WRITTEN INSTRUCTION >>
Extract all of the items below and reproduce every line of them unchanged.

Box annotation data, in rows >>
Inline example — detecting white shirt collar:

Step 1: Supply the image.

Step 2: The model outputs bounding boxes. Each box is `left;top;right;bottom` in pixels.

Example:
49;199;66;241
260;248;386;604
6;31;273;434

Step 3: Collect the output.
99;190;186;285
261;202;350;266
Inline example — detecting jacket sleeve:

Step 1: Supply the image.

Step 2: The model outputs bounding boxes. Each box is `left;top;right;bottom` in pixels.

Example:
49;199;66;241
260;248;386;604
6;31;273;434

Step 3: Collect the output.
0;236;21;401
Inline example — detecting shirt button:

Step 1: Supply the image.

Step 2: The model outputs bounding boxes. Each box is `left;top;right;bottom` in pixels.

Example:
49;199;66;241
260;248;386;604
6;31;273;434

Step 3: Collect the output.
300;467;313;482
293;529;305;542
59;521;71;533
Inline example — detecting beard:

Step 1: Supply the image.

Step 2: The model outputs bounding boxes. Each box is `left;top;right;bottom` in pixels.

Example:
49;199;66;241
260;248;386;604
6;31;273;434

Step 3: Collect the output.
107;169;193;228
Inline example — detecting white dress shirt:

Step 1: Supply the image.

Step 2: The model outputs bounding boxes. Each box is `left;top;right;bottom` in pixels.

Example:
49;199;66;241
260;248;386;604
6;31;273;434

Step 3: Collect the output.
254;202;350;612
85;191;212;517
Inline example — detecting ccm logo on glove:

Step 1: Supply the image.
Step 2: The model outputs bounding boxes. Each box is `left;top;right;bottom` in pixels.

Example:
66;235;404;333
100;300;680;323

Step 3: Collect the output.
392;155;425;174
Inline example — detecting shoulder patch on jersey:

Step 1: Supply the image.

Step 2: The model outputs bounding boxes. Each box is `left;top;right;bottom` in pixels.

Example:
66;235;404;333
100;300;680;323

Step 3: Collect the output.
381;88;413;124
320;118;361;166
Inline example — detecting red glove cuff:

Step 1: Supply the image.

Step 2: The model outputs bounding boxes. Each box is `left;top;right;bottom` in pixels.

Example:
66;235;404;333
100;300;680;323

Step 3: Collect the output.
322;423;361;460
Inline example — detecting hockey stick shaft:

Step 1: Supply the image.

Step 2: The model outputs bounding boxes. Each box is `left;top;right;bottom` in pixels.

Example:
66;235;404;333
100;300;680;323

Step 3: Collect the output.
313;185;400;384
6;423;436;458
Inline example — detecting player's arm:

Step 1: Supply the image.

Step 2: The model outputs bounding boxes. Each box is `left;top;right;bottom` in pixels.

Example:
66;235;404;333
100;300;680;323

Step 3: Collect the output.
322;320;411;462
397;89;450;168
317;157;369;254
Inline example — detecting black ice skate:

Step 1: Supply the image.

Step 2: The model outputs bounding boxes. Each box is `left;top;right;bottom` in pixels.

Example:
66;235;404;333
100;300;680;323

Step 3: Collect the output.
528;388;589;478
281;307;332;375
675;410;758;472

WORKED ANSWER >>
Inline example — detecting white shirt collar:

Step 1: Supply the image.

Step 2: The model outputs bounding boxes. Each box is `left;top;right;bottom` in pixels.

Example:
49;199;66;241
260;248;386;604
6;31;273;434

Step 3: Collect the output.
99;190;186;285
261;202;350;266
Inline example — detecting jacket sleeve:

Step 1: Supply the image.

Step 2: The model outputs bounding boxes. Each box is `left;top;right;bottom` in pixels.

Example:
49;199;66;241
260;248;386;604
6;31;273;434

Step 3: Collect the output.
0;236;21;401
Inline example — detecting shirt button:

Step 1: Supply the image.

Step 2: The model outputs bounding boxes. Each box is `left;top;right;bottom` in pixels.

Example:
49;199;66;241
260;248;386;604
6;31;273;434

Step 3: Collect the output.
300;467;313;482
293;529;305;542
59;521;71;533
Inline example — detecting beard:

Step 1: Supply the image.

Step 2: The model outputs bounding boxes. Each box is `left;top;right;bottom` in pixels.

Example:
49;199;66;241
260;248;386;604
6;31;273;434

Step 3: Collect the output.
107;169;193;228
Inline example — detecting white dress shirt:

Step 1: Supply the image.

Step 2: The model outputs bounding boxes. Each box is `left;top;right;bottom` in pixels.

Example:
49;199;66;241
260;248;386;604
6;31;273;434

Step 3: Collect the output.
254;202;350;612
85;191;212;517
Inline example — detecting ccm logo on glove:

Step 1: Supply the image.
Step 2: The model outputs bounding boxes. Each box is `left;top;right;bottom` in pixels.

Example:
66;235;404;333
100;300;680;323

Step 3: Collect the output.
392;155;425;174
Inline example — detecting shoulder patch on jersey:

Step 1: Supply the image.

Step 2: The model outputs bounding boxes. Each box is `left;top;right;bottom` in pixels.

Example:
66;235;404;333
100;300;680;323

Step 3: Collect the output.
381;88;413;124
320;118;361;166
Inline example — detecting red glove cuff:

Step 1: Supply the image.

Step 2: The model outputs bounding boxes. Each box is `left;top;right;bottom` in pixels.

Example:
66;235;404;333
100;300;680;323

Step 3: Collect the output.
322;423;361;460
Inline example — detecting hockey stick shaft:

Step 1: Supply the image.

Step 2: The model outputs bounding boxes. Each box is `left;top;right;bottom` in pixels.

Example:
66;235;404;333
100;300;680;323

Step 3: Collect the output.
313;185;400;384
6;423;436;458
Inline example — detecting player's arm:

Step 1: Supply the image.

Step 2: The model outputs bounding boxes. Each box is `left;top;right;bottom` in pixels.

Example:
66;235;404;333
100;300;680;323

Step 3: Collect the output.
322;320;411;462
397;89;450;168
317;157;369;254
Inline example — detecting black ice skate:

Step 1: Supply the image.

Step 2: The model outputs bounding boxes. Each box is `left;top;right;bottom` in pixels.

Example:
66;235;404;333
100;300;680;323

Step 3: Collect the output.
528;388;589;478
281;307;332;375
675;410;758;472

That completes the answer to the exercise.